--- Records provided Enclosed Below ---

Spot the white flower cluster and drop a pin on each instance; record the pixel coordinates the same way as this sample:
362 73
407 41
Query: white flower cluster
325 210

--- End of Enclosed Records provided ---

# [Work to be completed]
Repeat the data in full, keeping each word exactly as it is.

# [Response to the exercise]
Spot the white flower cluster and drop a pin on each instance; record the pixel coordinates the same way as this sample:
362 73
407 41
Query: white flower cluster
325 210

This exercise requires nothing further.